**Task requirements**
Copy out the data below. Leave nothing out and alter nothing.

**Saved entries**

════════

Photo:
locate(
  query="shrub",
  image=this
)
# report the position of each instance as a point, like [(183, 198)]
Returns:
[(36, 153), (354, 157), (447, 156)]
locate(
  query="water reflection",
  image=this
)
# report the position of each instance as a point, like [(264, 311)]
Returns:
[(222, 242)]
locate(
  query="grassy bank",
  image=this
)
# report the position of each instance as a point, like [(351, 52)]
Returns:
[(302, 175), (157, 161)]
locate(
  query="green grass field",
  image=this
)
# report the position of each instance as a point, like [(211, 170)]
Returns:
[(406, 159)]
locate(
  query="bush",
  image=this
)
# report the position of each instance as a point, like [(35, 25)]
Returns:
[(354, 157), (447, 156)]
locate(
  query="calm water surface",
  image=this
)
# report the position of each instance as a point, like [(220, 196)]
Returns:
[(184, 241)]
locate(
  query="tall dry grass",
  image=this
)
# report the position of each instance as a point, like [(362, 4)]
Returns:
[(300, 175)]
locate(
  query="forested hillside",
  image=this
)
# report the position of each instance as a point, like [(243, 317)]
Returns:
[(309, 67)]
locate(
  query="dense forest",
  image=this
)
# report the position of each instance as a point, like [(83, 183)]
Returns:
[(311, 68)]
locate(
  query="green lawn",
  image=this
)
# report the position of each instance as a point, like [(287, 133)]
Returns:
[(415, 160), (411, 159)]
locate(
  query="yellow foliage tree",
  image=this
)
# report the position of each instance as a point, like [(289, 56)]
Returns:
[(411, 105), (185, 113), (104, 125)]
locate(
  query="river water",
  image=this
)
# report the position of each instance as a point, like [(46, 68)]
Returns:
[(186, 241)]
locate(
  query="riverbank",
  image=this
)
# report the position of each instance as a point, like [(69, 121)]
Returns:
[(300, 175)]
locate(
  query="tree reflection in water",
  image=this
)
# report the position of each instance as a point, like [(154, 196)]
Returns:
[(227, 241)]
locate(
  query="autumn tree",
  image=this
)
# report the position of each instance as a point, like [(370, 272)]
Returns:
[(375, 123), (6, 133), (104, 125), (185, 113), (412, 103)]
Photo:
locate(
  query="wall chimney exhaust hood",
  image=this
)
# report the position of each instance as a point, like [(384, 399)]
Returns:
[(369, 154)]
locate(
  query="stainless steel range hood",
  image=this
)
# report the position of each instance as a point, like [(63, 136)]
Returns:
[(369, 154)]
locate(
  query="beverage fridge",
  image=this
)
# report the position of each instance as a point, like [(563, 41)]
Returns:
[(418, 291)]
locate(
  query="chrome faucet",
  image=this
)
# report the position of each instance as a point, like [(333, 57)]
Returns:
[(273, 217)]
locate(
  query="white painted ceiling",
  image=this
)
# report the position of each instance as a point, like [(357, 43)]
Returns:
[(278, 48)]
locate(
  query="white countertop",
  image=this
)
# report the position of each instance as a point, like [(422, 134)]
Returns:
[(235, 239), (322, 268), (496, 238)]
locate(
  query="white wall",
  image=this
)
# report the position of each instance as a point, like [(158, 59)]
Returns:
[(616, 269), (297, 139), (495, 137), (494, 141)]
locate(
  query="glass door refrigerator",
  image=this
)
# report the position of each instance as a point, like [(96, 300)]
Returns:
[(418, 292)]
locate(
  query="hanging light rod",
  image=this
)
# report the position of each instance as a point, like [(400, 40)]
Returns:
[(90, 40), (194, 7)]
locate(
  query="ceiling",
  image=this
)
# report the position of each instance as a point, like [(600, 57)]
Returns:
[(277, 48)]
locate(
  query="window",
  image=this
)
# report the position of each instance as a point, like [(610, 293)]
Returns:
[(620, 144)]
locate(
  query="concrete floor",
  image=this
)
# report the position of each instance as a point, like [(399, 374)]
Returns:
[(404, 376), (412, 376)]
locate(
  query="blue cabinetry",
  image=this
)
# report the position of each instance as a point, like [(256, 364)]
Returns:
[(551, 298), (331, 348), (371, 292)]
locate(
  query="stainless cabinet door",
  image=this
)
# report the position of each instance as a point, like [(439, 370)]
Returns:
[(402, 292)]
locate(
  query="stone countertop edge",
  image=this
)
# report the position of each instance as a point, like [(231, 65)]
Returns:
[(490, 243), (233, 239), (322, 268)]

════════

**Response for this exercise**
Photo:
locate(
  query="shrub",
  image=this
)
# report the position of each instance as a point, like [(183, 198)]
Returns:
[(36, 153), (354, 157), (447, 156)]
locate(
  query="water reflection",
  image=this
)
# report the position of each instance as a point, like [(264, 311)]
Returns:
[(222, 242)]
locate(
  query="grassy bank",
  image=this
)
# report the position of each instance as a point, like [(351, 52)]
Returns:
[(302, 175), (157, 161)]
locate(
  query="green grass field",
  image=this
)
# report the position of each instance as a point, like [(211, 170)]
Returns:
[(406, 159)]
locate(
  query="bush",
  image=this
)
# report the position of each instance as a point, like [(35, 25)]
Returns:
[(354, 157), (447, 156)]
locate(
  query="calm water surface",
  image=this
)
# report the position of each instance as a point, like [(220, 196)]
Returns:
[(184, 241)]
locate(
  query="tall dry grass",
  image=this
)
# report the position of each instance as a point, like [(362, 4)]
Returns:
[(300, 175)]
locate(
  query="forested hillside",
  image=this
)
# report the position of each instance as a point, like [(243, 317)]
Returns:
[(309, 67)]
locate(
  query="dense forest",
  image=this
)
# report the position of each instance as a point, like [(83, 183)]
Returns:
[(311, 68)]
locate(
  query="green lawn",
  image=this
)
# report the position of each instance as a point, like [(287, 133)]
Returns:
[(415, 160), (411, 159)]
locate(
  query="yellow foliage tree",
  image=this
)
# report the position of each instance as a point, like [(289, 56)]
Returns:
[(411, 105), (185, 113), (104, 125)]
locate(
  query="river water",
  image=this
)
# report the position of each instance as a point, like [(46, 68)]
Returns:
[(186, 241)]
locate(
  query="riverbank",
  image=this
)
# report the position of each instance as a point, like [(69, 121)]
Returns:
[(300, 175)]
locate(
  query="tree reflection in water",
  image=this
)
# report the position of each instance as a point, like [(154, 196)]
Returns:
[(227, 241)]
locate(
  query="autumn tree",
  image=this
)
# report the position of each instance as a point, like [(370, 272)]
Returns:
[(375, 123), (6, 133), (104, 125), (185, 113), (412, 103)]
Photo:
locate(
  query="wall chimney exhaust hood",
  image=this
)
# report the position of each instance as a point, like [(384, 399)]
Returns:
[(369, 154)]
locate(
  query="stainless steel range hood",
  image=this
)
# report the position of each instance as a point, like [(63, 136)]
Returns:
[(369, 154)]
locate(
  query="beverage fridge",
  image=this
)
# report the position of each instance as a point, like [(563, 41)]
Returns:
[(418, 291)]
locate(
  query="chrome faucet",
  image=this
)
# report the position of each instance as a point, like [(333, 57)]
Returns:
[(273, 217)]
locate(
  query="white painted ceiling",
  image=this
)
# report the position of each instance as a point, like [(357, 43)]
Returns:
[(278, 48)]
locate(
  query="white countertop",
  image=this
)
# report the position of each instance as a point, like [(422, 134)]
Returns:
[(235, 239), (322, 268), (496, 238)]
locate(
  query="white wall",
  image=this
)
# report the position of each instance as a point, like [(158, 59)]
Returns:
[(616, 269), (297, 139), (495, 137), (494, 141)]
locate(
  query="glass door refrigerator",
  image=this
)
# report the position of each instance as a point, like [(96, 300)]
Returns:
[(418, 292)]
locate(
  query="hanging light rod",
  image=this
)
# report the position of each instance as a point, like [(400, 40)]
Returns:
[(90, 40), (194, 7)]
locate(
  query="ceiling",
  image=this
)
# report the position of each instance as a point, like [(600, 57)]
Returns:
[(277, 48)]
locate(
  query="window",
  image=this
)
# report the position of each instance as a point, like [(610, 293)]
Returns:
[(620, 144)]
locate(
  query="concrete floor",
  image=this
)
# report the position of each instance as a point, like [(399, 374)]
Returns:
[(404, 376), (412, 376)]
locate(
  query="blue cabinetry",
  image=this
)
# report the position of each instance as a point, like [(256, 364)]
Returns:
[(551, 298), (331, 348), (371, 292)]
locate(
  query="stainless cabinet door",
  image=this
)
# report the position of each instance as a point, like [(439, 370)]
Returns:
[(402, 292)]
locate(
  query="stone countertop edge",
  image=this
)
# report the position of each instance as a point, like [(231, 65)]
Returns:
[(490, 243), (233, 239), (322, 268)]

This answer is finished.